[Problem to work on] Reproduce the whole listing, character for character.

[Stored records]
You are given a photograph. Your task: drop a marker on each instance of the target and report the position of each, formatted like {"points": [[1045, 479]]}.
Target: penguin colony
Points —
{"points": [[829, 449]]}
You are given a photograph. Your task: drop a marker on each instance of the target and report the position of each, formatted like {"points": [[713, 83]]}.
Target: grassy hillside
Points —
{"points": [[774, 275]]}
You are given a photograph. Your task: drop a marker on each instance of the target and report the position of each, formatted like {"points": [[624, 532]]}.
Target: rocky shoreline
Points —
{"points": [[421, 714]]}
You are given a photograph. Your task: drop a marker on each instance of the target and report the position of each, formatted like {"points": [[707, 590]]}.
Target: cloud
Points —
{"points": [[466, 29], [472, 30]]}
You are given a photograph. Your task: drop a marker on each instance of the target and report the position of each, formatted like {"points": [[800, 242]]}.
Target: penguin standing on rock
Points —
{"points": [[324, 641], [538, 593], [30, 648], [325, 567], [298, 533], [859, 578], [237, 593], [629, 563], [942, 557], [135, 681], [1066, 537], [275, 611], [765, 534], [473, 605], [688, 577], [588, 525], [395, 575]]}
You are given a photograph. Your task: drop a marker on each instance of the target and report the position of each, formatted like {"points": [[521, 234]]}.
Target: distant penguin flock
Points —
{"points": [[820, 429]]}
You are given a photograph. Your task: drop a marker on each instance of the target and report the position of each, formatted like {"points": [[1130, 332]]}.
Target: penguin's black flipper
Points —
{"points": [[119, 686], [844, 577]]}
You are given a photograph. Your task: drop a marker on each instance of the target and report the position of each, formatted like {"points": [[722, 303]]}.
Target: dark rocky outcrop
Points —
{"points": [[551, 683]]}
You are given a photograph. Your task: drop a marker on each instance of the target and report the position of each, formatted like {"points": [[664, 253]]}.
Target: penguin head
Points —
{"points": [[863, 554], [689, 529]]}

[Answer]
You are given a photograph. Your task: drop a marker on each instance of the target and report the position of each, formatted like {"points": [[1045, 479]]}.
Target: penguin colony
Points —
{"points": [[829, 449]]}
You are given a photograph. Your task: drop a marker on each instance of the target and report the position of each, formatted like {"points": [[713, 83]]}.
Target: grassy hillside
Points —
{"points": [[774, 275]]}
You are given a photograph. Your task: drop a marker on each instance of the target and report the position of each, formatted like {"points": [[624, 532]]}.
Target: rocky shoreline
Points —
{"points": [[421, 714]]}
You are given a photograph. Your task: drop a marker on each instance of the target and report the position of each, formatted like {"points": [[707, 590]]}.
Target: cloud
Points —
{"points": [[466, 29], [472, 30]]}
You are given a photograph. Your task: drop a marker on each instance of the target and report the position of each, formatted like {"points": [[800, 242]]}.
Target: penguin standing on rock
Points —
{"points": [[324, 641], [538, 593], [30, 648], [325, 567], [298, 533], [859, 578], [237, 593], [629, 563], [942, 557], [135, 681], [1066, 537], [275, 611], [765, 534], [473, 605], [688, 577], [588, 525], [395, 575]]}
You are given a photograph. Your task: drop a marker on each instance of the target and report the position of each, formatted like {"points": [[521, 234]]}.
Target: distant penguin flock
Points —
{"points": [[820, 429]]}
You are given a photograph. Your task: drop a marker on each instance of the target and report the position of each, formatted like {"points": [[1130, 332]]}.
Target: penguin's black flipper
Points —
{"points": [[119, 686], [844, 577]]}
You are given a photograph. Your task: drop a marker on each instance of the target and report the position of each, formatted like {"points": [[722, 303]]}.
Target: dark rocky outcrop
Points —
{"points": [[551, 683]]}
You are given a photograph. Your task: drop a marker on each instance of the target and report the position of each, formatted like {"points": [[664, 253]]}.
Target: penguin head
Points —
{"points": [[863, 554], [689, 529]]}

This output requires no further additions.